■ **Task brief**:
Write out every line below that includes the word "wall".

[Dataset entries]
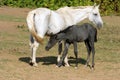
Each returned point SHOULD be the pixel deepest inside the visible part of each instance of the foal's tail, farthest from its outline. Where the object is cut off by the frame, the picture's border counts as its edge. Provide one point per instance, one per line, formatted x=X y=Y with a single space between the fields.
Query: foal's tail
x=31 y=26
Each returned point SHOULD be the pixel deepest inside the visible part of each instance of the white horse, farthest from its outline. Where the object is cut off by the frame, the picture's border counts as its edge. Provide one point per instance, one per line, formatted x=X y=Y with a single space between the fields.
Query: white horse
x=43 y=21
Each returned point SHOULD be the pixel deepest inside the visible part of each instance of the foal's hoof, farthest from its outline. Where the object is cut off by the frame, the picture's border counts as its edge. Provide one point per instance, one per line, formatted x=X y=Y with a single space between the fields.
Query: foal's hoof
x=33 y=64
x=92 y=68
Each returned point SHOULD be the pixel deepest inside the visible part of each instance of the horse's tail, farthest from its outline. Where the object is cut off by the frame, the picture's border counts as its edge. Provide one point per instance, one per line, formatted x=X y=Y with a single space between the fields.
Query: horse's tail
x=31 y=26
x=95 y=39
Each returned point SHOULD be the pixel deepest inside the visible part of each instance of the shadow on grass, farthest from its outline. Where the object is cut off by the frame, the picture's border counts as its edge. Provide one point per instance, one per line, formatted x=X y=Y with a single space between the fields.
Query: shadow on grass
x=49 y=60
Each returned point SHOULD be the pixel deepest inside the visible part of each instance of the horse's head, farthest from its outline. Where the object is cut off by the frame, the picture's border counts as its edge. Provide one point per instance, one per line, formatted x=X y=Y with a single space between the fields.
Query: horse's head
x=95 y=17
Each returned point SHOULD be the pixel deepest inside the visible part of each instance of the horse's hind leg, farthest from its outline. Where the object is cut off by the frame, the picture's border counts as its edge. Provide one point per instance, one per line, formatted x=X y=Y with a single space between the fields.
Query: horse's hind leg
x=33 y=45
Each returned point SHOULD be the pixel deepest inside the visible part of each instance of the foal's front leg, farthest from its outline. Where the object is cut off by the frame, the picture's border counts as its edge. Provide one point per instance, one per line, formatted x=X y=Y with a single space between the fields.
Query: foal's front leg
x=66 y=46
x=59 y=50
x=76 y=52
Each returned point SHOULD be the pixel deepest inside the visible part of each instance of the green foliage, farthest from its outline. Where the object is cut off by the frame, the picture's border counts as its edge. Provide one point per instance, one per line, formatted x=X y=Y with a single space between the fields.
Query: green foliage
x=108 y=7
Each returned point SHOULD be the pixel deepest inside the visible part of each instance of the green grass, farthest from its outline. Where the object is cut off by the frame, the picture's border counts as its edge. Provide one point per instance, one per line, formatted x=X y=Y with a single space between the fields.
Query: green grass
x=107 y=47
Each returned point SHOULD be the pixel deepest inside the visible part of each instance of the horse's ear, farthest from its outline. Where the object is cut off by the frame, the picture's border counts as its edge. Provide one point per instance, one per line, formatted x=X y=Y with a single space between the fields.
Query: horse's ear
x=94 y=5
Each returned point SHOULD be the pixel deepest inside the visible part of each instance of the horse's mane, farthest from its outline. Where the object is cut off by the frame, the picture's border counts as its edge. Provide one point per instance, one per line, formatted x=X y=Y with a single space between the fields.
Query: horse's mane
x=79 y=7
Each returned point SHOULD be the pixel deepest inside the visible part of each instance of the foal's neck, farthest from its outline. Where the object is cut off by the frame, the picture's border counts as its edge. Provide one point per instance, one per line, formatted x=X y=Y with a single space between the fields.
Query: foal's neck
x=80 y=14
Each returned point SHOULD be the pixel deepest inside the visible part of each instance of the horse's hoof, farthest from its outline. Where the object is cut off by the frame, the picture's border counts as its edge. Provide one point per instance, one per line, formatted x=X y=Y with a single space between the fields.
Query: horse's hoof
x=67 y=65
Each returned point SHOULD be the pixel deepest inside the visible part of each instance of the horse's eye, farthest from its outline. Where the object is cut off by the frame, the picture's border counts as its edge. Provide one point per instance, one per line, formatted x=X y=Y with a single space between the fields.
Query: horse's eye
x=95 y=14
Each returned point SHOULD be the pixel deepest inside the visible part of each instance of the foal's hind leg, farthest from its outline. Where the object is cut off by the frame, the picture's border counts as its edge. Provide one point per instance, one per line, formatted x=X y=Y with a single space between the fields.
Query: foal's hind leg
x=59 y=50
x=33 y=45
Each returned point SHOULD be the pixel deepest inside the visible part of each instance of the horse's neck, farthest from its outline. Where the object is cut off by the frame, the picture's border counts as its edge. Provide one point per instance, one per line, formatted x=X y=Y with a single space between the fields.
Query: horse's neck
x=80 y=14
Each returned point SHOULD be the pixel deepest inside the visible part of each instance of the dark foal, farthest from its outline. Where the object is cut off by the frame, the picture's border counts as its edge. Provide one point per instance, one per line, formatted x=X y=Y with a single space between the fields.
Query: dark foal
x=73 y=34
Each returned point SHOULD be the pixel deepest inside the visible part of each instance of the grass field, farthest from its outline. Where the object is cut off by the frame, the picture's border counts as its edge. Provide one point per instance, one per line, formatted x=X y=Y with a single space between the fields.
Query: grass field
x=15 y=52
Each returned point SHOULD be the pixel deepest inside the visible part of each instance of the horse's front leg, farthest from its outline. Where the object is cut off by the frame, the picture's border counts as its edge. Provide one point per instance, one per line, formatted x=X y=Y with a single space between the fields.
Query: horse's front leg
x=59 y=50
x=64 y=54
x=76 y=53
x=33 y=45
x=88 y=52
x=59 y=54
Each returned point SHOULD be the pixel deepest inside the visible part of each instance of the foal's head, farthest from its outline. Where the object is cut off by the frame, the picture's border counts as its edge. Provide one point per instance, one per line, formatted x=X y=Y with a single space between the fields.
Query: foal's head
x=95 y=17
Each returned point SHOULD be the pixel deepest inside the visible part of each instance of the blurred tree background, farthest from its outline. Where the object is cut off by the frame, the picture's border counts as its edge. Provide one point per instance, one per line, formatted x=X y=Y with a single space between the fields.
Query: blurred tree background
x=107 y=7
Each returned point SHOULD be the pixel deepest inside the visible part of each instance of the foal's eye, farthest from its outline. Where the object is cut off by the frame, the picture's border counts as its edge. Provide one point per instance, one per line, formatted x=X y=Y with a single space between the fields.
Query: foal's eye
x=95 y=14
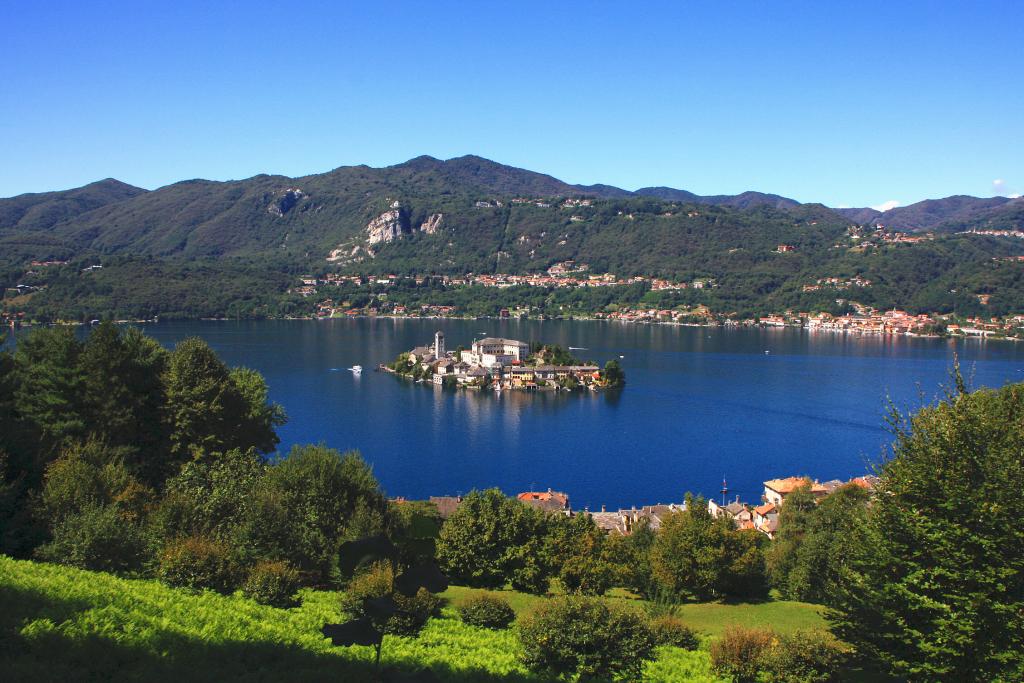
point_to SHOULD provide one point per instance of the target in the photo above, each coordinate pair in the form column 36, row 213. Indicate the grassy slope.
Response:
column 68, row 625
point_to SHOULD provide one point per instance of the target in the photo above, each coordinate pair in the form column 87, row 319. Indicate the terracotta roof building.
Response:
column 777, row 489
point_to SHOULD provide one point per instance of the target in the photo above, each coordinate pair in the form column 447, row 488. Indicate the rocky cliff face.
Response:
column 386, row 227
column 432, row 224
column 286, row 201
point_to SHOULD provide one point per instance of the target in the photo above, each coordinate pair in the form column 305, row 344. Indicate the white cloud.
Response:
column 886, row 206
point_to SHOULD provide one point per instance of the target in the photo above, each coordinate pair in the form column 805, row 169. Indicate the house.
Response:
column 493, row 351
column 736, row 511
column 625, row 521
column 549, row 501
column 765, row 517
column 777, row 489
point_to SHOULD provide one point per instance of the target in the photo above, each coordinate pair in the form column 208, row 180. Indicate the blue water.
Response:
column 699, row 404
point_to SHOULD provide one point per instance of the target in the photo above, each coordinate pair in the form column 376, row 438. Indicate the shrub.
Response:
column 761, row 654
column 586, row 638
column 272, row 583
column 740, row 652
column 806, row 656
column 669, row 630
column 378, row 582
column 197, row 562
column 413, row 612
column 488, row 611
column 96, row 538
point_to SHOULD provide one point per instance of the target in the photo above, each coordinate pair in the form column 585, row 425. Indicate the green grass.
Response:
column 708, row 617
column 58, row 624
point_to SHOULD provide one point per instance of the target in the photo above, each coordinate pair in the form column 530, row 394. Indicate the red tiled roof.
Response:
column 790, row 484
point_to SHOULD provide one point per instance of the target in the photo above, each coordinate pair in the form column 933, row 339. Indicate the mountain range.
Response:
column 211, row 248
column 211, row 218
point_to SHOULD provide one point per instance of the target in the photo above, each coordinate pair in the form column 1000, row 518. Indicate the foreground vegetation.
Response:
column 119, row 456
column 71, row 625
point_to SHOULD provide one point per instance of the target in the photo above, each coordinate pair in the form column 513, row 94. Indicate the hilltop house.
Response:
column 494, row 351
column 549, row 501
column 736, row 511
column 777, row 489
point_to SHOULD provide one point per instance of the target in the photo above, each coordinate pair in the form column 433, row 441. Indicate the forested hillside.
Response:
column 202, row 248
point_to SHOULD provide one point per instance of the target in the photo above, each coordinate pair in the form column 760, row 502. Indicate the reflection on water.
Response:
column 699, row 403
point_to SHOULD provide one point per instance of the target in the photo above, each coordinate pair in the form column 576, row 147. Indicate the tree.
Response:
column 492, row 540
column 122, row 395
column 632, row 555
column 49, row 384
column 94, row 508
column 935, row 583
column 688, row 555
column 817, row 560
column 580, row 550
column 782, row 556
column 698, row 555
column 329, row 497
column 586, row 638
column 393, row 598
column 211, row 409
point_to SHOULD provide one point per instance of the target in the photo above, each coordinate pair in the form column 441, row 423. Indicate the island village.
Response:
column 503, row 364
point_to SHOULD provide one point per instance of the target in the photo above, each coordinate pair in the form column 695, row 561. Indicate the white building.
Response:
column 494, row 351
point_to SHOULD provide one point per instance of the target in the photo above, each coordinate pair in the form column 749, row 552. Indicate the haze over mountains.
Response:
column 193, row 216
column 203, row 248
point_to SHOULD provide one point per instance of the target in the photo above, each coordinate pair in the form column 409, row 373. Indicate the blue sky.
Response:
column 851, row 105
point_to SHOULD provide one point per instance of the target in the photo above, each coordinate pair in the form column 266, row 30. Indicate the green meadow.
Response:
column 61, row 624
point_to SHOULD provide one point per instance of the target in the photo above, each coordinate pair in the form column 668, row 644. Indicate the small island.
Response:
column 497, row 364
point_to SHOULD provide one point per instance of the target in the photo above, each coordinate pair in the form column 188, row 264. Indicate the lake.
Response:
column 699, row 404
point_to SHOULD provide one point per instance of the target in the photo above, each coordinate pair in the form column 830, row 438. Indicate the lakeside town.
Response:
column 862, row 319
column 498, row 365
column 762, row 516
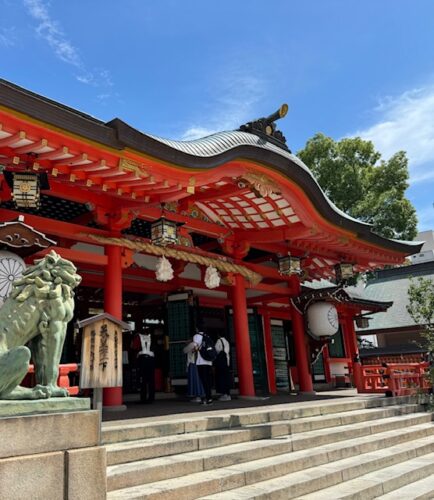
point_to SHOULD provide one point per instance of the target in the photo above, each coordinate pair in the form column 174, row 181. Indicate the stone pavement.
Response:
column 357, row 447
column 171, row 404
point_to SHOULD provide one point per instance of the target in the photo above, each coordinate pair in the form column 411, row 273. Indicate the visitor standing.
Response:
column 204, row 367
column 194, row 384
column 146, row 362
column 222, row 370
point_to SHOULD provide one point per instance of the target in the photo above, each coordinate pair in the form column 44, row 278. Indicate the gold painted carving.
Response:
column 260, row 184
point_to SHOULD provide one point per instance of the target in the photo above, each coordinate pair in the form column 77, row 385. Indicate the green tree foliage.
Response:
column 359, row 182
column 421, row 309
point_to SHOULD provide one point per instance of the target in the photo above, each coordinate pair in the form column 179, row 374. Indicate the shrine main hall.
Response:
column 230, row 232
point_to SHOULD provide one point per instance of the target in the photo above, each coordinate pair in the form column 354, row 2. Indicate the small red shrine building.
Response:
column 243, row 200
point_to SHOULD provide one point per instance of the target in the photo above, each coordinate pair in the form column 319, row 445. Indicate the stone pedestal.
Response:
column 52, row 456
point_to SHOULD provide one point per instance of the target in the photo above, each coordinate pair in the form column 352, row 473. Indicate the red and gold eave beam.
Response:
column 81, row 169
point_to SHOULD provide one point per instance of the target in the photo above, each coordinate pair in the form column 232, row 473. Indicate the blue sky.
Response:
column 185, row 68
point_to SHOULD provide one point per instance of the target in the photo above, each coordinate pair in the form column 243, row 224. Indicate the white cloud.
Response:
column 49, row 29
column 7, row 37
column 425, row 217
column 233, row 105
column 406, row 123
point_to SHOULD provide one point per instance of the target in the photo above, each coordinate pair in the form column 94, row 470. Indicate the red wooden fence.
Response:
column 398, row 378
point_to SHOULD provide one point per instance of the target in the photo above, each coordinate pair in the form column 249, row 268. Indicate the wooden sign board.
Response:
column 101, row 353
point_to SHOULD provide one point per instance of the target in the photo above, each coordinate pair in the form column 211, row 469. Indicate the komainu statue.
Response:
column 33, row 323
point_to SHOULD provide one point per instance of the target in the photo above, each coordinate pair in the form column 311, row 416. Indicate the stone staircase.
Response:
column 355, row 448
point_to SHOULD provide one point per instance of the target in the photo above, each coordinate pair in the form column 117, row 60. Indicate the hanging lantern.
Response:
column 164, row 270
column 212, row 277
column 164, row 232
column 26, row 188
column 344, row 272
column 362, row 322
column 289, row 265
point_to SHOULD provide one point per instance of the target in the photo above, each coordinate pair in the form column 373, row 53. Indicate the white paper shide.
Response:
column 164, row 270
column 212, row 277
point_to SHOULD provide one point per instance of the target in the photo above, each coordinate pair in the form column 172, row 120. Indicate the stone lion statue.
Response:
column 33, row 324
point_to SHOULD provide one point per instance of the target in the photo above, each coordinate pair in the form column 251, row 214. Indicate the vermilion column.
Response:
column 268, row 341
column 112, row 396
column 242, row 338
column 350, row 332
column 304, row 375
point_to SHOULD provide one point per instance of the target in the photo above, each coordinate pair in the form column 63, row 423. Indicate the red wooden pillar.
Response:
column 326, row 359
column 350, row 332
column 112, row 396
column 242, row 338
column 271, row 370
column 304, row 375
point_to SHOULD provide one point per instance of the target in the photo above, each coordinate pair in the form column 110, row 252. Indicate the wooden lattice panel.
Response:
column 246, row 210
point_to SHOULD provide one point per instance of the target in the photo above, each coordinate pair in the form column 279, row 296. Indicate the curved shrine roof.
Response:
column 236, row 179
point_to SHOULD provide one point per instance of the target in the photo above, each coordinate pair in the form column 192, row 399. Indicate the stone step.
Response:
column 412, row 479
column 171, row 445
column 349, row 417
column 346, row 478
column 418, row 490
column 287, row 482
column 141, row 472
column 115, row 433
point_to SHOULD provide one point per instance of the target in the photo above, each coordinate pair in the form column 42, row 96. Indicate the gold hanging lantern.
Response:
column 26, row 191
column 164, row 232
column 344, row 271
column 289, row 265
column 362, row 321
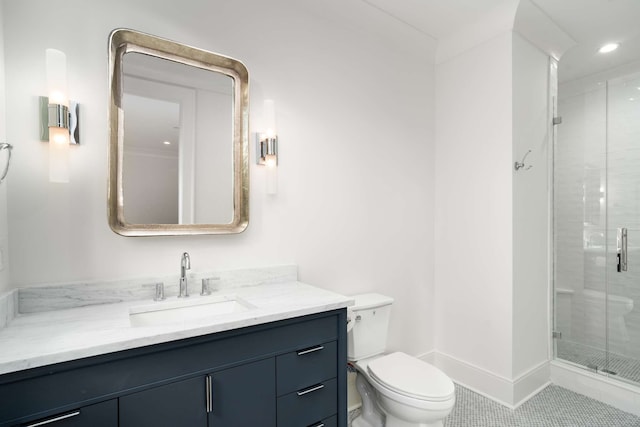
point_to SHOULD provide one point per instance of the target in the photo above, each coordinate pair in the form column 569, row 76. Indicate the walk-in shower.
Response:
column 596, row 217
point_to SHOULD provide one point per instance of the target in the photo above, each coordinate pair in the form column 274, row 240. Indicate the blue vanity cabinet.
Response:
column 104, row 414
column 234, row 397
column 179, row 403
column 285, row 373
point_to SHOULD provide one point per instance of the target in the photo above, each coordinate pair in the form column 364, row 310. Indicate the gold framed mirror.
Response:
column 179, row 136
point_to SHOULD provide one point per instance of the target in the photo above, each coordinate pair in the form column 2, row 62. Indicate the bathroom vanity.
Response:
column 282, row 363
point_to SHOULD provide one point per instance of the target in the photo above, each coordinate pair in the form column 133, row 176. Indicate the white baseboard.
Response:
column 618, row 394
column 508, row 392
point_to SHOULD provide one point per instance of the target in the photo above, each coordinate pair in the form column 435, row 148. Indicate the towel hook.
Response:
column 520, row 165
column 8, row 147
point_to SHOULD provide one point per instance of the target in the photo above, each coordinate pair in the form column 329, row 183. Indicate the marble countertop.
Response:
column 46, row 337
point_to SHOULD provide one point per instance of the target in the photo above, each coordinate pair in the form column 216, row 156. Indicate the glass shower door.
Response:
column 623, row 207
column 580, row 226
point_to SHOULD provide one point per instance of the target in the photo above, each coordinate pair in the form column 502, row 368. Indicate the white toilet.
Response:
column 410, row 392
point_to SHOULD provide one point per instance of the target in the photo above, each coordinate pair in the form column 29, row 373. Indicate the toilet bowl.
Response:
column 410, row 392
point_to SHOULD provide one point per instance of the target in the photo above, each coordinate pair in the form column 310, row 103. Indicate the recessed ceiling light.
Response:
column 610, row 47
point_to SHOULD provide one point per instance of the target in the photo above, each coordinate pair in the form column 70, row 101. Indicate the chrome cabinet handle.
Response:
column 622, row 250
column 310, row 350
column 53, row 420
column 310, row 390
column 209, row 393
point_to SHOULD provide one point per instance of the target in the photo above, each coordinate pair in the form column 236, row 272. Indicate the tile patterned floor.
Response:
column 552, row 407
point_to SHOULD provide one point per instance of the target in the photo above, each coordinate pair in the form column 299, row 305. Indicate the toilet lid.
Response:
column 411, row 377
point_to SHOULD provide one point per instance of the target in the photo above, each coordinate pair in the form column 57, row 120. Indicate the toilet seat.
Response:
column 411, row 377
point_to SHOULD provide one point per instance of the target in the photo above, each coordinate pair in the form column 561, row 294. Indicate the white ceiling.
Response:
column 590, row 23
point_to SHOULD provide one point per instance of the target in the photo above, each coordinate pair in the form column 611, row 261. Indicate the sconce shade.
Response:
column 57, row 77
column 267, row 147
column 269, row 118
column 58, row 118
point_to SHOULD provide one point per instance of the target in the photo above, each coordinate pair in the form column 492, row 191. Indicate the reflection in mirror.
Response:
column 178, row 159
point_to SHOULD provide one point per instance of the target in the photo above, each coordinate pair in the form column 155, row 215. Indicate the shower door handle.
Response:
column 622, row 250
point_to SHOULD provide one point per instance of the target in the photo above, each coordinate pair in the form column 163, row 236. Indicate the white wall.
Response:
column 4, row 230
column 355, row 114
column 474, row 226
column 531, row 131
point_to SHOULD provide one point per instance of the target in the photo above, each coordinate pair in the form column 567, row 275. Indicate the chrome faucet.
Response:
column 185, row 264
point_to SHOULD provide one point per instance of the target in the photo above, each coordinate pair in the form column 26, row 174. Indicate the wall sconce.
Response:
column 267, row 147
column 58, row 117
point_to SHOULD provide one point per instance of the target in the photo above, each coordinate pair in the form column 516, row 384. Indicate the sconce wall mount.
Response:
column 59, row 116
column 266, row 149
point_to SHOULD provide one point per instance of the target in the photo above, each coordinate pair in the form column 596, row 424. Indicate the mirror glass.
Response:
column 179, row 157
column 178, row 129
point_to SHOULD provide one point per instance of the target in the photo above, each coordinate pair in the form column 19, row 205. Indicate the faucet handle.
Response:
column 159, row 292
column 206, row 285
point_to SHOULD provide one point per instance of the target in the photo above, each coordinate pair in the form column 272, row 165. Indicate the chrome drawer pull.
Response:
column 53, row 420
column 310, row 350
column 310, row 390
column 209, row 393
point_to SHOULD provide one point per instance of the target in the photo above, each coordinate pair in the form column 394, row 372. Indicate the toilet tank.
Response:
column 370, row 318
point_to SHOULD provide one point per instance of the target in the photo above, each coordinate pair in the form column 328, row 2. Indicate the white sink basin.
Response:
column 193, row 309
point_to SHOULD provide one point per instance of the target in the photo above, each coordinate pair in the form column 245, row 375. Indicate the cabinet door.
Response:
column 244, row 396
column 103, row 414
column 181, row 403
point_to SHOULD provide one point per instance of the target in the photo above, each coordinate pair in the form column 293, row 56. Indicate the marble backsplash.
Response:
column 50, row 297
column 8, row 305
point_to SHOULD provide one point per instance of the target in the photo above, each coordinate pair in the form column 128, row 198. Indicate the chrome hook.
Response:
column 8, row 147
column 520, row 165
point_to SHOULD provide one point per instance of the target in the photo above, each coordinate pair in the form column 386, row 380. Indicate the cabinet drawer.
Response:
column 328, row 422
column 305, row 367
column 306, row 406
column 103, row 414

■ **Answer box**:
point_to SHOULD provide one point per instance of the target in the photo above, each coordinate pair in the form column 163, row 236. Indicate the white wall.
point_to SHOULD provide one point per instance of the target in the photo above, each coordinate pair in the form column 26, row 174. Indicate the wall sconce.
point_to SHOULD provide one point per instance of the target in the photo above, each coordinate pair in the form column 516, row 384. Indicate the sconce wall mount.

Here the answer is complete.